#### Exercise requirements:
Pictures should be omitted from your copy. Everything else in the entries below must be restated word for word.

#### Material for the task:
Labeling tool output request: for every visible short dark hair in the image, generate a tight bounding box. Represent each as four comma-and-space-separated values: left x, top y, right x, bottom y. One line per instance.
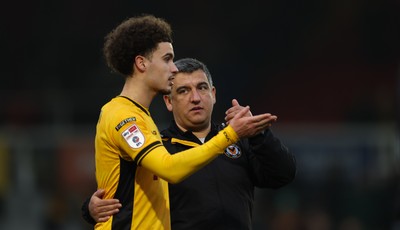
174, 58, 213, 86
103, 15, 173, 76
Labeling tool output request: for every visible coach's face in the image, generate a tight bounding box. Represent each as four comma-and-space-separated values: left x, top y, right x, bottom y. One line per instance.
163, 70, 216, 132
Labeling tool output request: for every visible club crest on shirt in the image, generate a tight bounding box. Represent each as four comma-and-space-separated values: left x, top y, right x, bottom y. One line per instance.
224, 144, 242, 159
122, 124, 145, 149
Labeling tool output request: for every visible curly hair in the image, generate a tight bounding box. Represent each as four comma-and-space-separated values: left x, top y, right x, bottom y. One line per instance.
103, 15, 173, 76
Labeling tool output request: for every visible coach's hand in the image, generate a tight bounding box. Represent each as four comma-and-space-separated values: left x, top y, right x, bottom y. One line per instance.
89, 189, 122, 223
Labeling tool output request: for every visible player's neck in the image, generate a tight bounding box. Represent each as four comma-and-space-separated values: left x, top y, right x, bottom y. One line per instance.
120, 76, 156, 108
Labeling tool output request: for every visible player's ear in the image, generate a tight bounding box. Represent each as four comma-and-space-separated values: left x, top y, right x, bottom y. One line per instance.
163, 95, 173, 112
134, 56, 146, 72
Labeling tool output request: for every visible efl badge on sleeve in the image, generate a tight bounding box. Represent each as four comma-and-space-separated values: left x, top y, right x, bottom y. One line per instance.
224, 144, 242, 159
122, 124, 145, 149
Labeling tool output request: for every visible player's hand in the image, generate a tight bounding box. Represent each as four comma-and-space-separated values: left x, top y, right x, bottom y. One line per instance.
225, 99, 253, 124
228, 103, 277, 138
89, 189, 122, 223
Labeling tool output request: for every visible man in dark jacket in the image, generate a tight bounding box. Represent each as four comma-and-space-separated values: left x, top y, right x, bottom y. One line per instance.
82, 58, 296, 229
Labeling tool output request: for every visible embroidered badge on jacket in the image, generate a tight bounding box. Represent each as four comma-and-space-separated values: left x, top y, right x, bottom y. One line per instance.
122, 124, 145, 148
224, 144, 242, 159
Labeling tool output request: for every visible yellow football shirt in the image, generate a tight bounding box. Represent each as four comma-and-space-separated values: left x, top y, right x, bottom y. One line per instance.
94, 96, 238, 230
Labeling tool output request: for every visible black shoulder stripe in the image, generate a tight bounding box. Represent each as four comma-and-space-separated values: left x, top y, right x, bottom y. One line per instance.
134, 141, 162, 165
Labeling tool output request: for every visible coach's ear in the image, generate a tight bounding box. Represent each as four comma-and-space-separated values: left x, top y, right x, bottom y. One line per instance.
163, 95, 173, 112
212, 86, 216, 104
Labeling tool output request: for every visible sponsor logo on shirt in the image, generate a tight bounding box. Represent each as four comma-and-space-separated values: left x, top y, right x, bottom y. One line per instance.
224, 144, 242, 159
222, 131, 231, 142
115, 117, 136, 131
122, 124, 145, 148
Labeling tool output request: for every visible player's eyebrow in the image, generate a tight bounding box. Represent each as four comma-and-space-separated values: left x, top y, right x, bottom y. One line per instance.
162, 52, 174, 60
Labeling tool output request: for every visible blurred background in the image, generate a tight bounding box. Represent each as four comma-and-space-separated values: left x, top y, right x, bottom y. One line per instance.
1, 0, 399, 229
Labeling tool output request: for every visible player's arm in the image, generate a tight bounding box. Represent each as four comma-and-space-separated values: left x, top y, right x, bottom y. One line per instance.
140, 107, 272, 184
140, 124, 237, 183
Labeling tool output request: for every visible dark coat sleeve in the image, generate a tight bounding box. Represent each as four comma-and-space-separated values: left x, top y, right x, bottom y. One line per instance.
244, 128, 296, 189
81, 196, 96, 225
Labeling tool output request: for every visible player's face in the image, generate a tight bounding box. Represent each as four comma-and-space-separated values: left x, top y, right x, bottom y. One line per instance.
145, 42, 178, 95
164, 70, 216, 132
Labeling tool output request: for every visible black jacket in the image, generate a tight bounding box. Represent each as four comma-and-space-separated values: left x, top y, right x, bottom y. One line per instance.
82, 121, 296, 229
162, 121, 296, 230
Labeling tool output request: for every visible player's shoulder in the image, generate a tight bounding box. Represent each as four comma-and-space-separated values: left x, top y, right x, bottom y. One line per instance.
102, 97, 130, 110
100, 98, 144, 125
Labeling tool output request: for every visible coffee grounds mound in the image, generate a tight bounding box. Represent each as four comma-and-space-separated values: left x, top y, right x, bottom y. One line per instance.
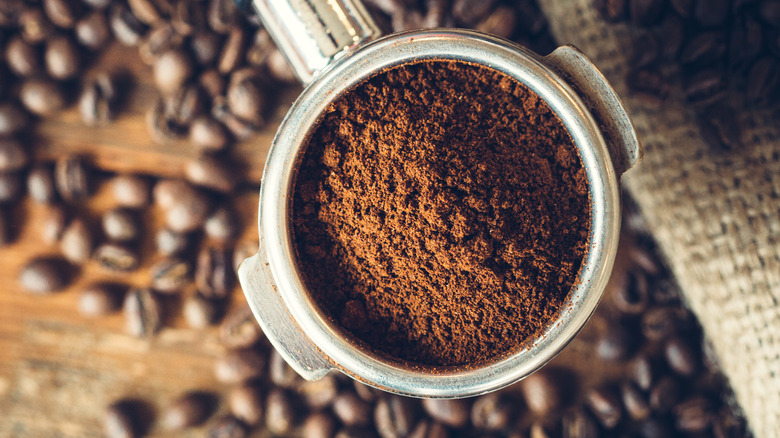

#### Solution for this problem:
Labeling tool output request: for every visible short dark hair in the image, generate a tight bounding box. Represent each as four comma-and-space-separated values: left x, top y, right x, bottom y. One line per instance.
174, 58, 213, 86
103, 15, 173, 76
Labeling tool output request: for every visible coach's face in the image, generate a tight bounding box. Represent each as four comma-and-space-separated values: left x, top y, right x, bottom y. One line per instance.
163, 70, 216, 132
Labeling tool output request: for every visible club crest on shirt in the image, generate a tight bounding box. Represent each as four comma-and-space-separated values: left x, top y, right x, bottom y. One line per instance.
224, 144, 242, 159
122, 124, 145, 149
Labeling tool output request: for every visible curly hair in the image, generate a tight bounding box. Represent each as four comma-and-space-separated values: left x, top y, right x, bottom y. One line per instance.
103, 15, 173, 76
Labeling tool output request: for every visible coach's hand in the image, generate a tight bounding box. Represent each as four comma-and-space-separated values: left x, top y, right x, bottom y. One line per instance.
89, 189, 122, 223
Labeling tool output request: for every visible player's neck in the image, generate a tight bounding box. Represent each as four comma-and-space-separated values: left x, top y, right x, bottom y. One line per instance.
120, 76, 156, 108
Labeling tool output request: for every visible player's ear in the image, generate a tight bounding box. Represent each as four comma-and-space-separated values: left x, top y, right x, bottom y. One line per instance.
163, 95, 173, 112
134, 56, 146, 72
Labeling tool output request: for every visible efl badge on sleeve in the image, generate a tight bounding box. Represent each as four comma-and-space-separated values: left x, top y, right x, bottom y. One line per instance.
224, 144, 242, 159
122, 124, 145, 149
Labeling tool output request: for every visible player's hand in the image, generate a tight bounding box. Represent each as four comma-and-space-separated values: left x, top y, right x, bottom y. One line per instance.
225, 99, 253, 124
228, 103, 277, 138
89, 189, 122, 223
Labeling tool output request: for every visible man in dark jacket in the image, generate a tight bounding box. Represent each as four comma-and-space-separated values: left x, top y, right x, bottom y. One line per instance.
82, 58, 296, 229
Labeling tool output request: for every visible embroidered badge on jacket in the image, generate a tight bounding box. Represent each as four comma-and-space-separated values: left x, top y, right x, bottom y. One line per instance.
122, 124, 145, 148
224, 144, 242, 159
Labeling tool output request: for every visible yellow football shirt in the image, generate a tight bounding box. Represent each as four comma-and-space-separated values: left x, top y, right x, bottom y. One line per instance.
94, 96, 238, 230
Labeling tool output request: for every visible black shoulder stripe in the image, generate a tight bounding box. Represent each as four comma-and-space-separated values: left x, top y, right x, bottom y. One line per instance.
134, 141, 162, 165
Labeling tool output request: for every visible coach's ear in the image, generate a tight bounding box. Represent each as four comma-and-space-separated values: left x, top y, right x, bottom y. One line per instance.
163, 95, 173, 112
212, 86, 216, 104
Labeling tool output request: for every visible sponsor logo on shirt in the image, generate a tight bounding box. Represent each as four comma-and-space-separated values: left x, top y, right x, bottom y. One line per instance.
224, 144, 242, 159
222, 131, 231, 142
115, 117, 136, 131
122, 124, 145, 148
Labeling tool output request: for every visible player's eyebrow in the image, generate a tight bounding box. Represent each as four comma-and-space-separated values: left x, top y, right x, bottom y. One line per instance.
162, 52, 174, 60
Labeling tool output request: for every visible blurred background in the image, generate a tight bounding box. Represent each as four comma-and-space-separated values: left x, top y, right x, bottom y. One line per instance.
1, 0, 399, 229
Labeling tool output request: for every visible player's arm in the image, generate a tight bounding box. Represent each as four comma-and-space-separated values: left x, top y, right x, bottom y. One line per instance.
140, 107, 272, 184
140, 124, 237, 183
Labeling tool output request: for every visible dark coat sleeve in the image, generate a tight bounding box. Represent each as four comma-and-space-separated values: left x, top y, right x, bottom y. One line per instance.
244, 128, 296, 189
81, 196, 96, 225
Labeling tool output request: for every visible player's face in the image, generate a tight bounding box. Represent each as four comma-and-space-separated values: left x, top y, right x, bottom y. One line per instance.
145, 42, 178, 95
164, 70, 216, 132
Labeling tool output request: for every visible black jacket in the image, generate a tight bounding box. Represent each as four comma-and-space-separated values: left x, top y, right x, bottom y. One line per instance.
82, 121, 296, 229
162, 121, 296, 230
Labeling tool output request: for every visible player's shoulder in the image, generate a tight bounding box. Represent each as four comma-and-space-separated values: left x, top y, right x, bottom y. One line per instance.
102, 97, 130, 110
100, 98, 144, 125
Labeling tool output request: for every visible coffee grounds mound in the image, generate a tight bounding box. Represent each as four comma-and-space-separated values: left x, top y, right x, bottom y. One line per instance.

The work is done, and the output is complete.